[PASSAGE FOR REVIEW]:
There are some people who should definitely be more cautious when it comes to using herbal remedies. One group is those with high blood pressure. While some herbs can be used to effectively combat and ease high blood pressure, others can make it worse.
Luckily, the list isn’t too long, but there are some to note. Licorice and ephedra are the two with a significant amount of evidence linking them to high blood pressure. Other herbs are also suspected to have properties that can raise blood pressure, but significant research has not been doneto confirm this. Still, people with high blood pressure may want to avoid these: Ephedra, licorice, anise seed, St. John’s wort, capsaicin, guarana, ginseng, parsley, blue cohosh, vervain, coltsfoot, gentian, bayberry and chasteberry.
A second group of people are those with hypotension — low blood pressure. Many herbs can lower blood pressure, normally a good thing, but potentially harmful for someone with hypotension. The evidence is not great for many, but these herbs pose a risk: garlic, hawthorn, olive leaf, onion, hibiscus, Indian snakeroot, European mistletoe, reishi mushrooms and coleus forskohlii.

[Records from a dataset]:
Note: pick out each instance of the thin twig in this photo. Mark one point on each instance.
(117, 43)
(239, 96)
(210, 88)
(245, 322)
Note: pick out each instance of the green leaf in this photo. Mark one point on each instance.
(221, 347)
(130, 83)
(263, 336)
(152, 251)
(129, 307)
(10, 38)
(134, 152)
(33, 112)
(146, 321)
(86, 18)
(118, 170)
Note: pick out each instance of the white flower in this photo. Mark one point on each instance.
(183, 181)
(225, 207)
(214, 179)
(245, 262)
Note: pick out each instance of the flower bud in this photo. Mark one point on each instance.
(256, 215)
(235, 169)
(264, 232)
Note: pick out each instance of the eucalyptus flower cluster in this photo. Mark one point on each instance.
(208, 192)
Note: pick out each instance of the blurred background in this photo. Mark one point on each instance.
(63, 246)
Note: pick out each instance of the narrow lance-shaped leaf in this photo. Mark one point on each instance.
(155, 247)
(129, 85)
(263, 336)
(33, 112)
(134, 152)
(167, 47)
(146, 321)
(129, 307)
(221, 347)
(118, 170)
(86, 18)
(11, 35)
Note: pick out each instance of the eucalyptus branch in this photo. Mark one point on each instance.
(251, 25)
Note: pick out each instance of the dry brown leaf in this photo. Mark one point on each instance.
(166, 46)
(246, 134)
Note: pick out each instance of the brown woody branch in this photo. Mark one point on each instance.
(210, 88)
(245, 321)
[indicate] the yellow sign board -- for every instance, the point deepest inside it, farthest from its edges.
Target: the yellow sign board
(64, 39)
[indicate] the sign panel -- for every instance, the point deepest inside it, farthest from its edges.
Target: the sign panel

[TASKS]:
• a. In the passage on herbs and blood pressure, which two herbs have a significant amount of evidence linking them to high blood pressure?
• b. For each statement, say whether it agrees with the passage on herbs and blood pressure, and quote the words that decide it. (i) Garlic is named as a risk for people with low blood pressure. (ii) The passage describes the list of herbs to watch for with high blood pressure as very long. (iii) The passage calls lowering blood pressure normally a good thing.
• c. Resume the passage on herbs and blood pressure, starting right after its final sentence.
The records are not needed for this work.

[ANSWER LIST]:
• a. Licorice and ephedra.

• b.
(i) Yes: "these herbs pose a risk: garlic, hawthorn, olive leaf, onion"
(ii) No: "Luckily, the list isn’t too long"
(iii) Yes: "Many herbs can lower blood pressure, normally a good thing"

• c.
A big group of people who always have to be careful is that made up of those with kidney failure or disease. The main function of the kidneys is to clear waste products from the body. When you suffer from renal disease, your body is not as effective with dealing with waste products or minor toxins. Unfortunately, this means that a lot of substances, including herbs, are not safe for use.
One class of herbs is suspected to have damaging effects on kidney patients: diuretics. Because diuretics force more waste from the body, they can increase the speed at which the kidneys have to work to clean the waste products. When the kidneys don’t work properly, this aggravates them, increasing symptoms and moving up how soon dialysis will be needed. For this reason, diuretics and diuretic herbs like bucha leaves, juniper berries and parsley should be avoided by people suffering from kidney disease.
Some others not recommended in those with kidney disease: wormwood, periwinkle, autumn crocus, horse chestnut, alfalfa, aloe, bayberry, rhubarb, dandelion, ginseng, ginger, nettle, noni juice, licorice, capsaicin, blue cohosh, coltsfoot and horsetail.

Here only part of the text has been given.